■ ACTIVITY: Output exactly the lines from the one holding "the white rooftop" through the final line of the entries.

■ EXERCISE DATA:
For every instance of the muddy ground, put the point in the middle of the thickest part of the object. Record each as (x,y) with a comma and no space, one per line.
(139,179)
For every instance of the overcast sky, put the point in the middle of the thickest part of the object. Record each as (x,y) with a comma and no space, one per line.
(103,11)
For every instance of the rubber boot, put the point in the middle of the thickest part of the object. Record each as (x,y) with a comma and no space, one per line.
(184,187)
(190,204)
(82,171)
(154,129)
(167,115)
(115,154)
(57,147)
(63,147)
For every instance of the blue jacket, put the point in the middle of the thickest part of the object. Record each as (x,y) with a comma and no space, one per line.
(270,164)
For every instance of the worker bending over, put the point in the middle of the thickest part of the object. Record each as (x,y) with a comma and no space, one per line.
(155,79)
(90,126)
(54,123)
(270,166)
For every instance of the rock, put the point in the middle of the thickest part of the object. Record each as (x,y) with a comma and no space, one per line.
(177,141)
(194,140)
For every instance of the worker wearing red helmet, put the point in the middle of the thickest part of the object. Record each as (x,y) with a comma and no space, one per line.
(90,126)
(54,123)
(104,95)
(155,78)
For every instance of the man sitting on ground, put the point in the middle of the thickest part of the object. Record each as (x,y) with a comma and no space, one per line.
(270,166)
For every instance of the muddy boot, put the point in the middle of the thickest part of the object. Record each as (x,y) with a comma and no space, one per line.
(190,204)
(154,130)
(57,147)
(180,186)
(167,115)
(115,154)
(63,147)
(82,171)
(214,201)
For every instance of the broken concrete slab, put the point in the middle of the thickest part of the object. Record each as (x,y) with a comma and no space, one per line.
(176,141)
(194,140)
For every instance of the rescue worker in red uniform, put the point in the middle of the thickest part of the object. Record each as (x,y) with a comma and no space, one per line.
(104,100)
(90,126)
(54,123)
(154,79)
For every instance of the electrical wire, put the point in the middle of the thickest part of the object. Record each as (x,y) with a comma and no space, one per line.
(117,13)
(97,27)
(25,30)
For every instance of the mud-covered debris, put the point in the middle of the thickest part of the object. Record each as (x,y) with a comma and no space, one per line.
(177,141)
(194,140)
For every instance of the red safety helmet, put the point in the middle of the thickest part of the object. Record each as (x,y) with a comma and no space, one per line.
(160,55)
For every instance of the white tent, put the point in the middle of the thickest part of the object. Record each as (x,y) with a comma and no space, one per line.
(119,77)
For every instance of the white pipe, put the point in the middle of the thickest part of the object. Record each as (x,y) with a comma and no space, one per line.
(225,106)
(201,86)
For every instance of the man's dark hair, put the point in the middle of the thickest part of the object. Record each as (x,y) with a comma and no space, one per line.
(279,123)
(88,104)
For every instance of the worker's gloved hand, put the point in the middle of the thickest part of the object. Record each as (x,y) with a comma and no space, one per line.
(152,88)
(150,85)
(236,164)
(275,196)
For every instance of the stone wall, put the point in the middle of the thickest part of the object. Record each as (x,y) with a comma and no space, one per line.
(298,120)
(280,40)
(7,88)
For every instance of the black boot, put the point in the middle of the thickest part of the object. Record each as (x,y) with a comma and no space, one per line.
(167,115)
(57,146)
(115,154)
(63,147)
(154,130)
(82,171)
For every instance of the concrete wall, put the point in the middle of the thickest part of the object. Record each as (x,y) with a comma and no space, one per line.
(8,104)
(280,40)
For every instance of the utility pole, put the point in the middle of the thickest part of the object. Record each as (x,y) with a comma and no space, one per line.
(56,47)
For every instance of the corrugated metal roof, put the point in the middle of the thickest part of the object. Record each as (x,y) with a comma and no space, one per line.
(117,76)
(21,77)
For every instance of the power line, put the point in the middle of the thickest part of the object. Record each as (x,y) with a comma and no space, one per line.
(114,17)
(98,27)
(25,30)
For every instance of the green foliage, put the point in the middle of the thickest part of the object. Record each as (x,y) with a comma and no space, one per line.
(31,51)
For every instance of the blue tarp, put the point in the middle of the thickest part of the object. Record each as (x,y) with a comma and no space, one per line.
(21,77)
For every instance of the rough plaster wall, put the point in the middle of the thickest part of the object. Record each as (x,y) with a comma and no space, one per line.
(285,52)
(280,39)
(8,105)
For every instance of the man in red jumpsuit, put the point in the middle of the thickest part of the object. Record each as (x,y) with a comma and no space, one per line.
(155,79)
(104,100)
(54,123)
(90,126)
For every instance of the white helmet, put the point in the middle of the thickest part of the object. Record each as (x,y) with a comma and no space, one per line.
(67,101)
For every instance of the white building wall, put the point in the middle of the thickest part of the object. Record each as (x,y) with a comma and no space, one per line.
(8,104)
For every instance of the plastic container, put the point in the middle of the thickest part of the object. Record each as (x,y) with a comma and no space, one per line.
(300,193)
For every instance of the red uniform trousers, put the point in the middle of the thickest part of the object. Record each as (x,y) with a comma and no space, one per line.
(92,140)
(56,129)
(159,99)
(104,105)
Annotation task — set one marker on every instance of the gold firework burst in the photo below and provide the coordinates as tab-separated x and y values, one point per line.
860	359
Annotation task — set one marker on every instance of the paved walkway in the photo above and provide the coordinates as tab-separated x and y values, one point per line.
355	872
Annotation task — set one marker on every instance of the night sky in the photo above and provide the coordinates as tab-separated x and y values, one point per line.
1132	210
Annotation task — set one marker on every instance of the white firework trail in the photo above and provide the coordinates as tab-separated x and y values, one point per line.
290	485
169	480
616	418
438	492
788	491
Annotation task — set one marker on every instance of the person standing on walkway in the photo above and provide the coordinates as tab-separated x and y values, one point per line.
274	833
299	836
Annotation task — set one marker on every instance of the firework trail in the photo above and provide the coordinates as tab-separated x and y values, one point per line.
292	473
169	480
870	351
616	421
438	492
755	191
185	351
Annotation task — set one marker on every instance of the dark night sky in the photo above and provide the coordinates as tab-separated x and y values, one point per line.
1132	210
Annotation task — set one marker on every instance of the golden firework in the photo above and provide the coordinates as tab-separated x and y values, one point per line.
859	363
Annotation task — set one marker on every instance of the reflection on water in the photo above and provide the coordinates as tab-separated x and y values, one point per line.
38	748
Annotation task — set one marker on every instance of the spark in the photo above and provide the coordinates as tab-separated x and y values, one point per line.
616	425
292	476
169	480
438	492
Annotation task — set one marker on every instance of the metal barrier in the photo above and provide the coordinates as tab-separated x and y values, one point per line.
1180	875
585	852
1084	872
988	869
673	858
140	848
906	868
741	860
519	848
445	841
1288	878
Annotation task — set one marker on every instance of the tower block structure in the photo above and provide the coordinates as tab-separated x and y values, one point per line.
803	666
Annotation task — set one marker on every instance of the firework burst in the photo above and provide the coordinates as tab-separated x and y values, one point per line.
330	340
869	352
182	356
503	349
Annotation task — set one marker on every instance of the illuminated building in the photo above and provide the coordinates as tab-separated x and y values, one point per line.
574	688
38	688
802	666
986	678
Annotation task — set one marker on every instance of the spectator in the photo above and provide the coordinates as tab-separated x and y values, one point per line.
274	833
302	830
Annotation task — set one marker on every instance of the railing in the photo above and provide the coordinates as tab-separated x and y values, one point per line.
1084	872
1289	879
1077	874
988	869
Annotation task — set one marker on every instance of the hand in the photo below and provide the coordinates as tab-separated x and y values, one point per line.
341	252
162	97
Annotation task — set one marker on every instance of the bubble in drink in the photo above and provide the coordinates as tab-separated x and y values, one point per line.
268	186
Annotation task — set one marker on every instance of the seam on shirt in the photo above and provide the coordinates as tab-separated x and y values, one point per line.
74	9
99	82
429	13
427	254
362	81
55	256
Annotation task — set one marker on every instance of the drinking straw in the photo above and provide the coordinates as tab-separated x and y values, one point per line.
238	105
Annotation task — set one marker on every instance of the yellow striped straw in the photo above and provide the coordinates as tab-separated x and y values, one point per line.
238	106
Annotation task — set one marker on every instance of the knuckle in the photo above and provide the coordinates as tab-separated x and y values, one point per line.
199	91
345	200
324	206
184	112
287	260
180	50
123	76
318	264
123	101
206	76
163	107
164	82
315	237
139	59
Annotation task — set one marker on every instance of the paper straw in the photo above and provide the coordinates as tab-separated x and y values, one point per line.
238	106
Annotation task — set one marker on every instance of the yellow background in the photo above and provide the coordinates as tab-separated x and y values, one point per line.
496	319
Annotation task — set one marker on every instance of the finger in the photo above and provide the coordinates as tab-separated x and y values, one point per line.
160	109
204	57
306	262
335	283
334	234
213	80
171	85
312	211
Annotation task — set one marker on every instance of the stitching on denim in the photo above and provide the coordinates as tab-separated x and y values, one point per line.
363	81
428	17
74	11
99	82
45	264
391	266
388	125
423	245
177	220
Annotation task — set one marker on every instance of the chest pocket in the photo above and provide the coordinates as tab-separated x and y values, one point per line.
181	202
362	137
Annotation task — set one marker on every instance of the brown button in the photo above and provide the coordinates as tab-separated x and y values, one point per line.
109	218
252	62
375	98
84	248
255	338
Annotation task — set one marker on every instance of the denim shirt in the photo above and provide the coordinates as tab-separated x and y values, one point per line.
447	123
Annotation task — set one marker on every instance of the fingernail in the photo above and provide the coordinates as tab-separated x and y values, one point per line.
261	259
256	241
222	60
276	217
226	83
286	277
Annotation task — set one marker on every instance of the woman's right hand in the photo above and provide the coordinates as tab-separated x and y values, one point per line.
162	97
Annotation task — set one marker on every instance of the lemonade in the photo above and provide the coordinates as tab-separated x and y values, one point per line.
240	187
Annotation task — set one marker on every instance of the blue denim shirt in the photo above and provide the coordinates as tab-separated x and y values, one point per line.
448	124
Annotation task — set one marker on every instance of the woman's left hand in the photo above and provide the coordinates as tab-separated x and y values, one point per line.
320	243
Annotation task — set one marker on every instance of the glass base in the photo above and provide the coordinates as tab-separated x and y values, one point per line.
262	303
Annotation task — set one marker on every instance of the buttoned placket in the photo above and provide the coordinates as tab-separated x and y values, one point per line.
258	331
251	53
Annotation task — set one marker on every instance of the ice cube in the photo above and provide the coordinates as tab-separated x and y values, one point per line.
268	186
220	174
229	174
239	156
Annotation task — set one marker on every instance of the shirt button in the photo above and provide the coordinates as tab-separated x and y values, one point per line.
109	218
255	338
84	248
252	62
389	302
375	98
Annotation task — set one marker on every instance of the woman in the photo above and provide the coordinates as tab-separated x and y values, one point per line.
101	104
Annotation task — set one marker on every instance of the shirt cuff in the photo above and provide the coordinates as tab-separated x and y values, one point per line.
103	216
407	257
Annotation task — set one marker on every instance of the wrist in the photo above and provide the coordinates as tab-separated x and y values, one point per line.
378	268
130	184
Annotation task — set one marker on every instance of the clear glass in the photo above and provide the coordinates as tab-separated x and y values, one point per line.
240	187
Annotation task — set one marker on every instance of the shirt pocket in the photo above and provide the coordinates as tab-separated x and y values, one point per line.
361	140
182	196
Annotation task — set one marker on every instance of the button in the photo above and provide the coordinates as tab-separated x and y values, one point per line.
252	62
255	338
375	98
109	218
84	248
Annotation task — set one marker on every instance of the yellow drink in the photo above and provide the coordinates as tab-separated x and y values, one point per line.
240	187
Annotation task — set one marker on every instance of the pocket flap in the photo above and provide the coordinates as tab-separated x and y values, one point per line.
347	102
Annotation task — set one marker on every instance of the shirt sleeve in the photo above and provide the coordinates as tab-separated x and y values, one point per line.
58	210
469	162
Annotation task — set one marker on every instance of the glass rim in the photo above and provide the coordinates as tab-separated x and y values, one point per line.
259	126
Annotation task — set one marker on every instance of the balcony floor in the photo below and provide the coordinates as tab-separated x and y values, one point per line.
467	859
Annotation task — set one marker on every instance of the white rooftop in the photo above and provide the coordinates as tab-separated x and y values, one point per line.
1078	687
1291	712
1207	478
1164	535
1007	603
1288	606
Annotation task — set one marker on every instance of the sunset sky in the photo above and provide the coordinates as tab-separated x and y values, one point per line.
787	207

■ TASK RESPONSE:
Annotation task — set one marker on every instance of the white rooftop in the photo above and provide the coordinates as tab-separated x and y values, one point per line.
1078	687
1291	712
1207	478
1164	535
1007	603
1288	606
Annotation task — set one marker on every instance of the sunset sky in the photo above and provide the coordinates as tab-separated x and y values, one point per line.
787	207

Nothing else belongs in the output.